What is needed:
Repeat the entries word for word. Leave nothing out.

Records for the exercise:
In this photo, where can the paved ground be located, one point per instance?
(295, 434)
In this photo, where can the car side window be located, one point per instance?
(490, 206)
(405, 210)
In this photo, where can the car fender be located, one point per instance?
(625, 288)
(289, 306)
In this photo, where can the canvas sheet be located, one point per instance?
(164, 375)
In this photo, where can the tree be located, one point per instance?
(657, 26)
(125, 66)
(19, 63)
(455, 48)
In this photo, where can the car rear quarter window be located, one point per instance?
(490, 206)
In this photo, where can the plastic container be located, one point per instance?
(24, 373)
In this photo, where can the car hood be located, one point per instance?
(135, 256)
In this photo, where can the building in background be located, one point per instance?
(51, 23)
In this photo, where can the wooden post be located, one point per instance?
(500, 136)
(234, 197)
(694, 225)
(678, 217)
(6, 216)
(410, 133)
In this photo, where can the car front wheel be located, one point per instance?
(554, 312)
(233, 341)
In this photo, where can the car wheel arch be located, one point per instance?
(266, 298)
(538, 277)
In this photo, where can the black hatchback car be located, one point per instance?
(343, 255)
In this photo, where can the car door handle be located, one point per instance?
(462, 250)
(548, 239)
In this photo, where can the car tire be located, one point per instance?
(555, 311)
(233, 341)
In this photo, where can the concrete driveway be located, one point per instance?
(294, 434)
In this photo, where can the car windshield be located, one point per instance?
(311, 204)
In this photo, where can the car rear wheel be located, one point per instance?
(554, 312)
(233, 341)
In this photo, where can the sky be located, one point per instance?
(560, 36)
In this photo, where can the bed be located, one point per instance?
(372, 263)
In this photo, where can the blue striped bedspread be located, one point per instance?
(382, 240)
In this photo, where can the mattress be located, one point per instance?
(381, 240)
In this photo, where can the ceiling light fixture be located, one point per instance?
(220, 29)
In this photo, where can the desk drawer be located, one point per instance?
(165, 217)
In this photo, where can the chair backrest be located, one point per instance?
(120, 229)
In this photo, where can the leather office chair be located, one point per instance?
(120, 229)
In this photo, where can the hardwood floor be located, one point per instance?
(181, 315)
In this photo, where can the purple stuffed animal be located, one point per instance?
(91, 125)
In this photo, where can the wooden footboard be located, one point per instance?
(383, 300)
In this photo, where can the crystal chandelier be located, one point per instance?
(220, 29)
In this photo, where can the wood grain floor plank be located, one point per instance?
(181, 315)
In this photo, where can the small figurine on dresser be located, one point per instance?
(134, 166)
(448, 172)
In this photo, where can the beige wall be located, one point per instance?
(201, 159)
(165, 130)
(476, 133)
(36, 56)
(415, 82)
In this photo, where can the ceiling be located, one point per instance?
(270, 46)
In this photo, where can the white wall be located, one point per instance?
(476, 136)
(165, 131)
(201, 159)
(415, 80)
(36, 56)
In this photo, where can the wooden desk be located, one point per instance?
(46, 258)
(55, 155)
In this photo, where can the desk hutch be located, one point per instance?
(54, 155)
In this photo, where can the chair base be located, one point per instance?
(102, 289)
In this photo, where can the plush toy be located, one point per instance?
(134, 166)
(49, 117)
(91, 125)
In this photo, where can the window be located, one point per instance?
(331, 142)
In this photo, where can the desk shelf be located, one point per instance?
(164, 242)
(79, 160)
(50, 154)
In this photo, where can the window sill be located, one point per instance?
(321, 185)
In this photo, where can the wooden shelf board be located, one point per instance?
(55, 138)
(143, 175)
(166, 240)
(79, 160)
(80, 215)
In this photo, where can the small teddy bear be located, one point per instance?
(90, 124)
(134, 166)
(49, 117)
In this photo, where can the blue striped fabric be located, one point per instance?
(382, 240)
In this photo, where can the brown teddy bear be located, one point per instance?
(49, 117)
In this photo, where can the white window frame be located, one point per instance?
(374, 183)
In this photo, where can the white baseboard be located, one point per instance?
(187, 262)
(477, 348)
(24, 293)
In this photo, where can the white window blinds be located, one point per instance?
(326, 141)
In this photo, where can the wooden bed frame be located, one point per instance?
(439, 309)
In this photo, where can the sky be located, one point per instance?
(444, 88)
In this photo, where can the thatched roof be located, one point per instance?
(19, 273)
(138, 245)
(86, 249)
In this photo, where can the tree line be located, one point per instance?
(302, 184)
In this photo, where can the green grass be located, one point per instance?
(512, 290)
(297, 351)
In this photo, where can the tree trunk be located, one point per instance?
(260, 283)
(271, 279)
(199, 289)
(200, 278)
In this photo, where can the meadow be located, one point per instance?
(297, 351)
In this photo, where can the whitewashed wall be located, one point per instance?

Solution for this problem:
In this photo, where can the paved ground be located, one point per instance?
(295, 434)
In this photo, where can the car side window be located, one point per instance?
(490, 206)
(405, 210)
In this photo, where can the car fender be located, one point per instance?
(625, 288)
(289, 306)
In this photo, where can the canvas sheet be located, one point per instance?
(164, 375)
In this photo, where can the tree be located, one point per instance?
(657, 26)
(125, 66)
(19, 63)
(455, 48)
In this photo, where can the car rear quarter window be located, one point per instance?
(490, 206)
In this photo, where can the plastic container be located, one point per instance?
(24, 373)
In this photo, where can the car hood be located, one point per instance?
(135, 256)
In this photo, where can the building in background be located, one point per instance?
(51, 23)
In this photo, where can the wooden post be located, one point per instance?
(500, 136)
(234, 197)
(694, 225)
(678, 217)
(6, 216)
(410, 133)
In this photo, where can the car front wheel be located, one point per instance?
(554, 312)
(233, 341)
In this photo, where can the car wheel arch be located, one point per instance?
(266, 298)
(538, 277)
In this photo, where can the black hatchback car be located, one point per instance?
(343, 255)
In this photo, where can the car door handle be located, one point per instance?
(462, 250)
(548, 239)
In this photo, where can the car tire be located, one point per instance?
(555, 311)
(233, 341)
In this photo, where can the concrete driveway be located, one point per instance?
(294, 434)
In this photo, where can the car windshield be located, one point per instance?
(311, 204)
In this photo, where can the car rear wheel be located, one point per instance?
(554, 312)
(233, 341)
In this photo, where can the sky be located, one point per instance?
(560, 36)
In this photo, where can the bed be located, one point per instance?
(372, 263)
In this photo, where can the blue striped bedspread be located, one point per instance?
(382, 240)
In this photo, where can the mattress be located, one point per instance?
(381, 240)
In this photo, where can the ceiling light fixture be located, one point per instance?
(220, 29)
In this photo, where can the desk drawer be located, one point per instance?
(165, 217)
In this photo, where can the chair backrest be located, one point per instance?
(120, 229)
In this photo, where can the leather office chair be located, one point per instance?
(120, 229)
In this photo, where can the hardwood floor be located, one point per instance?
(181, 315)
In this photo, where can the purple stuffed animal be located, one point per instance?
(91, 125)
In this photo, where can the wooden footboard be located, one point per instance?
(383, 300)
In this photo, where can the crystal chandelier be located, one point per instance?
(220, 29)
In this photo, where can the wood grain floor plank be located, one point per instance?
(181, 315)
In this photo, where can the small figurine on dresser be located, one point per instance?
(134, 166)
(448, 172)
In this photo, where can the beige wall be located, one point per instance?
(201, 159)
(165, 130)
(476, 133)
(36, 56)
(415, 82)
In this photo, where can the ceiling be located, one point per instance?
(270, 46)
In this photo, where can the white wall be located, one point per instance?
(476, 136)
(165, 131)
(201, 159)
(415, 80)
(36, 56)
In this photo, where can the wooden desk be located, one point per instance?
(46, 258)
(55, 155)
In this photo, where can the desk hutch be located, one point per instance?
(54, 155)
In this photo, where can the chair base be located, one point per instance?
(102, 289)
In this photo, where can the plush toy be located, one point per instance?
(134, 166)
(49, 117)
(91, 125)
In this photo, where can the window be located, one point per instance?
(331, 142)
In this photo, where can the desk shelf be located, one point per instance?
(164, 242)
(79, 160)
(50, 154)
In this photo, where can the window sill be located, one point per instance?
(321, 185)
In this photo, where can the wooden shelf board be located, one point per instance?
(55, 138)
(143, 175)
(166, 240)
(79, 160)
(80, 215)
In this photo, where can the small teddy bear be located, one point per instance?
(90, 124)
(134, 166)
(49, 117)
In this photo, where can the blue striped fabric be located, one point per instance?
(382, 240)
In this photo, where can the brown teddy bear be located, one point per instance?
(49, 117)
In this photo, where can the white window frame be located, one point per instance?
(374, 183)
In this photo, where can the white baseboard be located, one point per instance?
(187, 262)
(477, 348)
(24, 293)
In this photo, where can the white window blinds be located, one point per instance?
(326, 141)
In this photo, where can the wooden bed frame be located, one point per instance?
(439, 309)
In this photo, where can the sky be located, one point per instance?
(444, 88)
In this photo, where can the thatched roof be located, one point per instance?
(19, 273)
(138, 245)
(86, 249)
In this photo, where can the tree line be located, one point per instance?
(302, 184)
In this photo, where can the green grass be located, one point per instance?
(512, 290)
(297, 351)
In this photo, where can the tree trunk be located, one point per instance?
(260, 283)
(271, 279)
(199, 289)
(200, 278)
In this photo, where can the meadow be located, one point per instance?
(297, 351)
In this photo, where can the whitewashed wall be located, one point per instance?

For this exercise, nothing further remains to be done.